OBJETIVO DO EXERCÍCIO – Transforme todo o material abaixo em uma lista numerada, sem linhas em branco. Deixe as imagens fora da resposta.

MATERIAL DE ENTRADA –

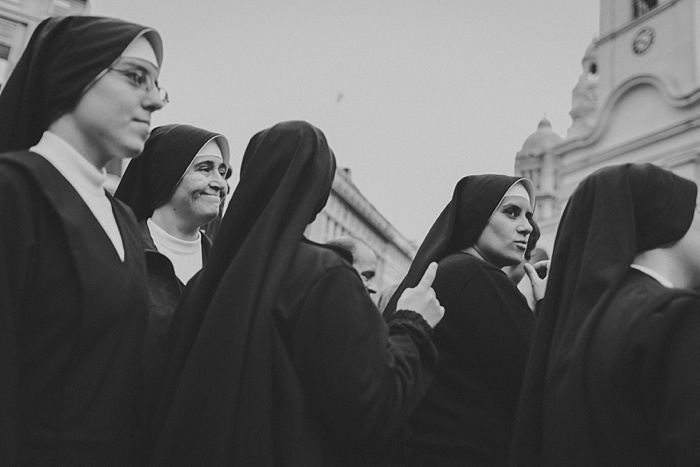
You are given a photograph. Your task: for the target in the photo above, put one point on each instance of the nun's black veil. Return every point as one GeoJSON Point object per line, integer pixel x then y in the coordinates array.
{"type": "Point", "coordinates": [613, 215]}
{"type": "Point", "coordinates": [217, 405]}
{"type": "Point", "coordinates": [63, 56]}
{"type": "Point", "coordinates": [459, 225]}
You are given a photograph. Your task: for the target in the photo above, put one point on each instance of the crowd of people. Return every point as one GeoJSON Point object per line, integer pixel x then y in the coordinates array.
{"type": "Point", "coordinates": [129, 337]}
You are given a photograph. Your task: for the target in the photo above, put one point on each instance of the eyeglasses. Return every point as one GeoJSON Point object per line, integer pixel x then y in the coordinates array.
{"type": "Point", "coordinates": [143, 80]}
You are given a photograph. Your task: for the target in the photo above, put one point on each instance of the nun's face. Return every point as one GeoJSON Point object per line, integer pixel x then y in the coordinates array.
{"type": "Point", "coordinates": [504, 239]}
{"type": "Point", "coordinates": [113, 118]}
{"type": "Point", "coordinates": [197, 198]}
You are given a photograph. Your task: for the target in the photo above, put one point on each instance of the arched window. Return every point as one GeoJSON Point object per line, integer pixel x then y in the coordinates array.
{"type": "Point", "coordinates": [642, 7]}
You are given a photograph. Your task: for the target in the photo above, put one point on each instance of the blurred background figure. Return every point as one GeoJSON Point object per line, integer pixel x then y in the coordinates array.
{"type": "Point", "coordinates": [362, 258]}
{"type": "Point", "coordinates": [533, 256]}
{"type": "Point", "coordinates": [73, 296]}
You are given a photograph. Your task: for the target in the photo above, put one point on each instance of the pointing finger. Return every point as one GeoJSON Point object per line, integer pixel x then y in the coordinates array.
{"type": "Point", "coordinates": [429, 276]}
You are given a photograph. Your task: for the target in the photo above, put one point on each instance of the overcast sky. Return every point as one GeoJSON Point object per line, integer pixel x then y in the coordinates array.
{"type": "Point", "coordinates": [411, 94]}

EXERCÍCIO RESOLVIDO –
1. You are given a photograph. Your task: for the target in the photo above, put one point on each instance of the nun's black veil. Return every point as one GeoJSON Point object per line, integer pixel x then y in the coordinates array.
2. {"type": "Point", "coordinates": [613, 215]}
3. {"type": "Point", "coordinates": [217, 405]}
4. {"type": "Point", "coordinates": [63, 56]}
5. {"type": "Point", "coordinates": [459, 225]}
6. You are given a photograph. Your task: for the target in the photo above, put one point on each instance of the crowd of people. Return every point as one GeoJSON Point object per line, integer pixel x then y in the coordinates array.
7. {"type": "Point", "coordinates": [129, 337]}
8. You are given a photograph. Your task: for the target in the photo above, put one point on each instance of the eyeglasses. Return every point as one GeoJSON Point object per line, integer pixel x then y in the coordinates array.
9. {"type": "Point", "coordinates": [143, 80]}
10. You are given a photograph. Your task: for the target in the photo above, put one point on each instance of the nun's face. Return every point as one GeoJSON Point object per line, integer pixel x then y in the coordinates array.
11. {"type": "Point", "coordinates": [504, 239]}
12. {"type": "Point", "coordinates": [113, 118]}
13. {"type": "Point", "coordinates": [197, 198]}
14. You are given a photograph. Your task: for the target in the photo above, put one point on each instance of the arched window. Return every point as one GeoJSON Point object per line, integer pixel x then y in the coordinates array.
15. {"type": "Point", "coordinates": [642, 7]}
16. You are given a photograph. Your task: for the target in the photo above, put one point on each instance of the blurred background figure. Return every point as one GeoJSON Point object per line, integer pixel x then y in the coordinates array.
17. {"type": "Point", "coordinates": [362, 258]}
18. {"type": "Point", "coordinates": [533, 256]}
19. {"type": "Point", "coordinates": [73, 296]}
20. You are given a photograph. Your task: for the target in the photo above, put one point on each instance of the pointing finger. Return every point as one GeoJSON Point object per line, integer pixel x then y in the coordinates array.
21. {"type": "Point", "coordinates": [429, 276]}
22. You are given a photograph. Your task: for the target in the photo above, put one point on each instance of the overcast sky. Return every point as one GeoJSON Point object per line, integer pixel x then y in the coordinates array.
23. {"type": "Point", "coordinates": [411, 94]}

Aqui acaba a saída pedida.